>> BEGIN TASK DATA

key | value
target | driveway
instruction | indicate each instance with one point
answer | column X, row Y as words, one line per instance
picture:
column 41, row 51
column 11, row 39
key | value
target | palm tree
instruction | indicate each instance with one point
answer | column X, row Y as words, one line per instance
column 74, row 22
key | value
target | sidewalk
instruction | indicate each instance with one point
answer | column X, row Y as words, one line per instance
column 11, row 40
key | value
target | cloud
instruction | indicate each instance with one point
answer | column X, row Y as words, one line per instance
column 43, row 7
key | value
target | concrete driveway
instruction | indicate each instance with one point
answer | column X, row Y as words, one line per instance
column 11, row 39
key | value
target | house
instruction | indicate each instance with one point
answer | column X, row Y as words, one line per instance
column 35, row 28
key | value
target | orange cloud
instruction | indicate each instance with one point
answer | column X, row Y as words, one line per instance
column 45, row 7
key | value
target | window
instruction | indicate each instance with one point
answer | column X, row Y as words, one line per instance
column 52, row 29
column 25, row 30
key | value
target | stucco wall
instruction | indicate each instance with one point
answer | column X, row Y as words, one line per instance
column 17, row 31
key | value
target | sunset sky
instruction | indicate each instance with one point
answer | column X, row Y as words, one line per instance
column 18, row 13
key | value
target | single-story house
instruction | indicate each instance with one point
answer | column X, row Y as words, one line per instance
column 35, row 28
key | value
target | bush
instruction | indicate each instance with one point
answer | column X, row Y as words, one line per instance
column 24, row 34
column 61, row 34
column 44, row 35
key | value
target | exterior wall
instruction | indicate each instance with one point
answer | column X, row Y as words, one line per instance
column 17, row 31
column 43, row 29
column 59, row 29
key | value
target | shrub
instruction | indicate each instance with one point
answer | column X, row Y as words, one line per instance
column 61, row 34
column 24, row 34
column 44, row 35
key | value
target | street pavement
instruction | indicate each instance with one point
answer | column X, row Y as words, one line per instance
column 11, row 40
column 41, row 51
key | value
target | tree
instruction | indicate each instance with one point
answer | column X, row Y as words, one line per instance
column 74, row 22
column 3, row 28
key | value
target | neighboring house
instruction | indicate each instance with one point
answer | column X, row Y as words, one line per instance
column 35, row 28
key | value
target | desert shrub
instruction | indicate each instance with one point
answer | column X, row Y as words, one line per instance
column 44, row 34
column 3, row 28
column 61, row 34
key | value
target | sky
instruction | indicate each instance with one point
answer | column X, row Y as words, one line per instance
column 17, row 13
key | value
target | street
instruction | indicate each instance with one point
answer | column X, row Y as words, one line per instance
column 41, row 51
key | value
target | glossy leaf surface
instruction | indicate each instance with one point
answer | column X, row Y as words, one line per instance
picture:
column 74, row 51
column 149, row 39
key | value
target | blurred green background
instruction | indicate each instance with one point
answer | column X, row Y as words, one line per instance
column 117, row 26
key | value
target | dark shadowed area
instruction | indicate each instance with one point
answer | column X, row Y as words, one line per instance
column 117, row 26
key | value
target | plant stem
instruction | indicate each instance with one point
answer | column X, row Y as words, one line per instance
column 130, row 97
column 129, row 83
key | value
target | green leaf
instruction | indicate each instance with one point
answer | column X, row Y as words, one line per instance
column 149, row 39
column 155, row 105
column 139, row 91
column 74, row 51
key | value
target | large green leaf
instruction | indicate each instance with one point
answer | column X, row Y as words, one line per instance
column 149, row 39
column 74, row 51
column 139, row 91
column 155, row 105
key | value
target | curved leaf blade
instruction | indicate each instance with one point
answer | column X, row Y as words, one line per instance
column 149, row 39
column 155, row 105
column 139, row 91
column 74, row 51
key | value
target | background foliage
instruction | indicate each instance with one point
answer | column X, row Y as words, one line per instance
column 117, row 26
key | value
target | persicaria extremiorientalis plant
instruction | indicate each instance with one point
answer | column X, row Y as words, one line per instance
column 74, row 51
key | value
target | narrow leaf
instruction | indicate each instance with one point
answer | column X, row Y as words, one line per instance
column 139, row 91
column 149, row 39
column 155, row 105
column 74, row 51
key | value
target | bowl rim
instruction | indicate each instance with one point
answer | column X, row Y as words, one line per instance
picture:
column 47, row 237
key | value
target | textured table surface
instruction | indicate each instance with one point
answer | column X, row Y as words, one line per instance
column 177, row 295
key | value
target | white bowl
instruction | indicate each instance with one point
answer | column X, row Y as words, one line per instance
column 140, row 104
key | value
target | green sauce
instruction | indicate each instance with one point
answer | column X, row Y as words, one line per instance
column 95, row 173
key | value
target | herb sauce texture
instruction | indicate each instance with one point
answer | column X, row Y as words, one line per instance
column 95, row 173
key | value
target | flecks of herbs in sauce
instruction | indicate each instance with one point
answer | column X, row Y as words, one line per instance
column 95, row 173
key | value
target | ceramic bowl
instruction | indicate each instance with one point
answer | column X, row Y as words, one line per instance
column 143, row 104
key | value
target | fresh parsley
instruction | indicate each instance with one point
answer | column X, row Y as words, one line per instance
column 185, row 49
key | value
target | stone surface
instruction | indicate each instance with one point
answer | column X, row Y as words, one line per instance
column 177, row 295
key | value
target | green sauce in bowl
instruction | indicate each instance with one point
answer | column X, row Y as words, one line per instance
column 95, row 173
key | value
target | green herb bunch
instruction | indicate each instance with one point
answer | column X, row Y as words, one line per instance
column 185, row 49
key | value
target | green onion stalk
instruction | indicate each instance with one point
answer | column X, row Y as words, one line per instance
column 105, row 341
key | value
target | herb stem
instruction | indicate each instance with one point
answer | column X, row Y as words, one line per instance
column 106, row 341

>> END TASK DATA

**INSTRUCTIONS FOR THE TASK**
Repeat the preceding lines exactly, please, every one of them.

**SOLUTION**
key | value
target | driveway
instruction | indicate each instance with one point
answer | column X, row Y as words, one line per instance
picture:
column 41, row 51
column 11, row 39
key | value
target | palm tree
instruction | indicate each instance with one point
answer | column X, row Y as words, one line per instance
column 74, row 22
key | value
target | sidewalk
instruction | indicate each instance with one point
answer | column X, row Y as words, one line per instance
column 11, row 40
key | value
target | cloud
instruction | indicate each instance with one point
answer | column X, row Y as words, one line per instance
column 43, row 7
key | value
target | concrete driveway
instruction | indicate each instance with one point
answer | column X, row Y as words, one line per instance
column 11, row 39
key | value
target | house
instruction | indicate each instance with one point
answer | column X, row Y as words, one line per instance
column 35, row 28
key | value
target | orange cloud
instruction | indicate each instance with one point
answer | column X, row Y as words, one line per instance
column 45, row 7
key | value
target | window
instruction | indicate each instance with one point
answer | column X, row Y as words, one line per instance
column 52, row 29
column 25, row 30
key | value
target | stucco wall
instruction | indicate each instance with one point
answer | column X, row Y as words, one line per instance
column 17, row 31
key | value
target | sunset sky
instruction | indicate each instance with one point
answer | column X, row Y as words, one line per instance
column 18, row 13
key | value
target | single-story house
instruction | indicate each instance with one point
answer | column X, row Y as words, one line per instance
column 35, row 28
key | value
target | bush
instruction | indicate each instance with one point
answer | column X, row Y as words, one line per instance
column 24, row 34
column 61, row 34
column 44, row 35
key | value
target | exterior wall
instruction | indicate each instance with one point
answer | column X, row Y as words, one line per instance
column 17, row 31
column 43, row 29
column 59, row 29
key | value
target | shrub
instruction | indicate each instance with one point
answer | column X, row Y as words, one line per instance
column 61, row 34
column 24, row 34
column 44, row 35
key | value
target | street pavement
instruction | indicate each instance with one point
answer | column X, row Y as words, one line per instance
column 11, row 40
column 41, row 51
key | value
target | tree
instruction | indicate each instance with one point
answer | column X, row Y as words, one line per instance
column 74, row 22
column 3, row 28
key | value
target | neighboring house
instruction | indicate each instance with one point
answer | column X, row Y as words, one line per instance
column 35, row 28
key | value
target | desert shrub
instruction | indicate each instance with one point
answer | column X, row Y as words, one line per instance
column 44, row 34
column 3, row 28
column 61, row 34
key | value
target | sky
instruction | indicate each instance with one point
answer | column X, row Y as words, one line per instance
column 17, row 13
key | value
target | street
instruction | indicate each instance with one point
answer | column X, row Y as words, one line per instance
column 41, row 51
key | value
target | glossy leaf surface
instruction | indicate each instance with one point
answer | column X, row Y as words, one line per instance
picture:
column 74, row 51
column 149, row 39
key | value
target | blurred green background
instruction | indicate each instance with one point
answer | column X, row Y as words, one line per instance
column 117, row 26
key | value
target | dark shadowed area
instruction | indicate each instance with one point
answer | column X, row Y as words, one line per instance
column 117, row 26
key | value
target | plant stem
instruction | indicate each instance with one point
answer | column X, row Y as words, one line per instance
column 130, row 97
column 129, row 83
key | value
target | green leaf
instruction | indicate each instance with one point
answer | column X, row Y as words, one line per instance
column 149, row 39
column 155, row 105
column 139, row 91
column 74, row 51
key | value
target | large green leaf
instruction | indicate each instance with one point
answer | column X, row Y as words, one line per instance
column 149, row 39
column 74, row 51
column 139, row 91
column 155, row 105
key | value
target | curved leaf blade
instruction | indicate each instance with one point
answer | column X, row Y as words, one line per instance
column 149, row 39
column 155, row 105
column 139, row 91
column 74, row 51
key | value
target | background foliage
instruction | indicate each instance with one point
answer | column X, row Y as words, one line per instance
column 117, row 26
key | value
target | persicaria extremiorientalis plant
instruction | indicate each instance with one point
answer | column X, row Y as words, one line per instance
column 74, row 51
key | value
target | narrow leaf
instruction | indicate each instance with one point
answer | column X, row Y as words, one line per instance
column 139, row 91
column 149, row 39
column 155, row 105
column 74, row 51
key | value
target | bowl rim
instruction | indicate each instance with one point
answer | column X, row Y as words, one line per instance
picture:
column 47, row 237
key | value
target | textured table surface
instruction | indicate each instance with one point
answer | column X, row Y as words, one line per instance
column 177, row 295
key | value
target | white bowl
instruction | indicate each instance with one point
answer | column X, row Y as words, one line per instance
column 140, row 104
key | value
target | green sauce
instruction | indicate each instance with one point
answer | column X, row Y as words, one line per instance
column 95, row 173
key | value
target | herb sauce texture
instruction | indicate each instance with one point
answer | column X, row Y as words, one line per instance
column 95, row 173
key | value
target | flecks of herbs in sauce
instruction | indicate each instance with one point
answer | column X, row Y as words, one line per instance
column 95, row 173
key | value
target | ceramic bowl
instruction | indicate each instance with one point
answer | column X, row Y as words, one line per instance
column 143, row 104
key | value
target | fresh parsley
instruction | indicate each instance with one point
answer | column X, row Y as words, one line per instance
column 185, row 49
key | value
target | stone surface
instruction | indicate each instance with one point
answer | column X, row Y as words, one line per instance
column 177, row 295
key | value
target | green sauce in bowl
instruction | indicate each instance with one point
answer | column X, row Y as words, one line per instance
column 95, row 173
key | value
target | green herb bunch
instruction | indicate each instance with one point
answer | column X, row Y as words, one line per instance
column 185, row 49
key | value
target | green onion stalk
instruction | indicate each instance with one point
answer | column X, row Y as words, one line per instance
column 105, row 341
key | value
target | herb stem
instruction | indicate each instance with one point
answer | column X, row Y as words, one line per instance
column 106, row 341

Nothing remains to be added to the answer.